— Start of Material provided —

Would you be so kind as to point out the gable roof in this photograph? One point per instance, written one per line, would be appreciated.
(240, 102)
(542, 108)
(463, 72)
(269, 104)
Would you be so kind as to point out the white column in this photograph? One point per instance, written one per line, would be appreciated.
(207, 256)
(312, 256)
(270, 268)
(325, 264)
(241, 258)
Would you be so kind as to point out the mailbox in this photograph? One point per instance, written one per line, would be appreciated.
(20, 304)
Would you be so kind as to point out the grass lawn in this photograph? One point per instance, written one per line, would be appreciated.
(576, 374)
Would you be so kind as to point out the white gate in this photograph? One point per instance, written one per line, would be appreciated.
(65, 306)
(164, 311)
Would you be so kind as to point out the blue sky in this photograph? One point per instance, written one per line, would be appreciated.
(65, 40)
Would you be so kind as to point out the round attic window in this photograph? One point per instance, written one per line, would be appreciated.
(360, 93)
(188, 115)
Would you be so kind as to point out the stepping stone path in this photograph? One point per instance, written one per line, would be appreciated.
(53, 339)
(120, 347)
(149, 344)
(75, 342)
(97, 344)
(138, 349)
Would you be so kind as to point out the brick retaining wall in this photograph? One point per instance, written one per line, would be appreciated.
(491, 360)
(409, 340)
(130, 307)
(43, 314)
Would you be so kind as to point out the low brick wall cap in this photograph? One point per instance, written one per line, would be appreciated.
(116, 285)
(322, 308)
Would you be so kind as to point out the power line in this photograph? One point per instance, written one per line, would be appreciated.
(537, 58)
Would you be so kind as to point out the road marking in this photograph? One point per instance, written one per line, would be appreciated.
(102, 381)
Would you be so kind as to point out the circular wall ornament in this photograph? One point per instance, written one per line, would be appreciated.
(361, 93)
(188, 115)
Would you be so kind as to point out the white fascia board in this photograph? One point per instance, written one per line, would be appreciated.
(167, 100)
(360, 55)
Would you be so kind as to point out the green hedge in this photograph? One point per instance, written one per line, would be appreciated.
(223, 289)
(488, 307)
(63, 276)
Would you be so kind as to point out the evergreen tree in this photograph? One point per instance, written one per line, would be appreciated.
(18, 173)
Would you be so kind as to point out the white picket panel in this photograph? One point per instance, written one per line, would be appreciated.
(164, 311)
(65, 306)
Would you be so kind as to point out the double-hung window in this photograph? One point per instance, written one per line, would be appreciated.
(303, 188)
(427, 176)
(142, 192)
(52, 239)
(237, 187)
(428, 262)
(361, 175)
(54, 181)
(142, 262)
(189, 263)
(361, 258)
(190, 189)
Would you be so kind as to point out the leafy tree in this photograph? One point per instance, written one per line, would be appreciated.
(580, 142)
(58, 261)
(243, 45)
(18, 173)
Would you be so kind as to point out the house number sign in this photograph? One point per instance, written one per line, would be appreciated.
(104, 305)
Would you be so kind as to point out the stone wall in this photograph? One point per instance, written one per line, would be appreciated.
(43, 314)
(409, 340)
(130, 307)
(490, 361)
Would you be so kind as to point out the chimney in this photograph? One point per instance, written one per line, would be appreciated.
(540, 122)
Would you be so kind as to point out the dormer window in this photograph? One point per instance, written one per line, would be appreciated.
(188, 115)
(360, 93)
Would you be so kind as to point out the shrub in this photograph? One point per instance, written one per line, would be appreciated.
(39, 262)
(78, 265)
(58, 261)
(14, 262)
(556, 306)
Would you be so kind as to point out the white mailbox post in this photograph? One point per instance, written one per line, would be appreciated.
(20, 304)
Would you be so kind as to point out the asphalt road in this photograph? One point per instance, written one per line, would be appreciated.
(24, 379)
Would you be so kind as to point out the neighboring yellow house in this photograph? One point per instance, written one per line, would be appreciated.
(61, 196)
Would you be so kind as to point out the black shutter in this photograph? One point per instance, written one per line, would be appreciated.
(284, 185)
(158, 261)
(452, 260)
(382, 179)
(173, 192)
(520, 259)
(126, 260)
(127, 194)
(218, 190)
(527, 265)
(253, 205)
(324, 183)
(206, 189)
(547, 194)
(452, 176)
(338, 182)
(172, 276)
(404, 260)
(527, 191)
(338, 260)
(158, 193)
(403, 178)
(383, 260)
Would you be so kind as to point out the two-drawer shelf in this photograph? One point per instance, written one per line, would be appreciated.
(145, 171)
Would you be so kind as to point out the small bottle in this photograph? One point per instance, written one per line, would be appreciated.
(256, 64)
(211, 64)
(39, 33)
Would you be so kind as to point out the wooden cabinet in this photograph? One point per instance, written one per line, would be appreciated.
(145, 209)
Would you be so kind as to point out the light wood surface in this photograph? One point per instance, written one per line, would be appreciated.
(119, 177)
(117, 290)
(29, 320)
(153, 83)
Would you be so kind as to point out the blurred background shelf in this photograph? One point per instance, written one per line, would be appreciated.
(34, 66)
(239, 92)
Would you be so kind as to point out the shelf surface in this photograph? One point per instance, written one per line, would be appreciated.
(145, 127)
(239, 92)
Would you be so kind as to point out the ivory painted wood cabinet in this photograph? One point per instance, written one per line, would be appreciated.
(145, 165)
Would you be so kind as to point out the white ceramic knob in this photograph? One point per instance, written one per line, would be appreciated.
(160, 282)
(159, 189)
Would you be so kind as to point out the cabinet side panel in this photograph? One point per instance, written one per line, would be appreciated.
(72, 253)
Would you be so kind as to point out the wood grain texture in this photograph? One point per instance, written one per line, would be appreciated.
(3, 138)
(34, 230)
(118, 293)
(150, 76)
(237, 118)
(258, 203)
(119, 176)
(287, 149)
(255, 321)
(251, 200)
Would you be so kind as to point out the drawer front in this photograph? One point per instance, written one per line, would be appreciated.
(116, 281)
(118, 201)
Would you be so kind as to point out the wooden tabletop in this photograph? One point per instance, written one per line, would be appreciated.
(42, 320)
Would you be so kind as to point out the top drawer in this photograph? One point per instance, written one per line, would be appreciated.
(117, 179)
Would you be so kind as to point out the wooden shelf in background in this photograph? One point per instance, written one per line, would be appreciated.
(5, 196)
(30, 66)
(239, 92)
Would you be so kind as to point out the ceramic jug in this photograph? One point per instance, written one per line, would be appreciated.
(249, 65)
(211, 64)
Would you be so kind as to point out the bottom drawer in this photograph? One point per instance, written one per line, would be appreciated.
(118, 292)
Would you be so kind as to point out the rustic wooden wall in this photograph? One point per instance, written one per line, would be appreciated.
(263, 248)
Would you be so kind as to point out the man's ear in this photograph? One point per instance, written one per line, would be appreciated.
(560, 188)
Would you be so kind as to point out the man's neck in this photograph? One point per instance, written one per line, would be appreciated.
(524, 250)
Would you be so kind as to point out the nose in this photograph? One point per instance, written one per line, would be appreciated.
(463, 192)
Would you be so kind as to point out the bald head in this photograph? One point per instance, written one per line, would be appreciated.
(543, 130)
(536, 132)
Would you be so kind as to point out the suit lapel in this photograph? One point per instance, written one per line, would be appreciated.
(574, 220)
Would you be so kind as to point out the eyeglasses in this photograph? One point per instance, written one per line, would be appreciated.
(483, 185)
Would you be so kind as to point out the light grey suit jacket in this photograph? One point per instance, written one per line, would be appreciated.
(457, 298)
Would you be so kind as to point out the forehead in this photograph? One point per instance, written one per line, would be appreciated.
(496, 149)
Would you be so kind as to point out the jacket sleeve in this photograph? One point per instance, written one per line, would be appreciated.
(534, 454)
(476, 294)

— End of Material provided —

Goal ▸ Copy everything from the row containing "Would you be so kind as to point out the forehead" down to the end of the rows, requests included, with every point coordinate in the answers multiplied by 0.5 and rounded to a whole number, halves rounded up.

Task answer ▸
Would you be so kind as to point out the forehead in this photograph? One point per instance, written one per line, would be appreciated.
(248, 75)
Would you be so kind as to point out the jacket sleeve in this photograph? One point per instance, written one per line, would be appreciated.
(267, 227)
(238, 147)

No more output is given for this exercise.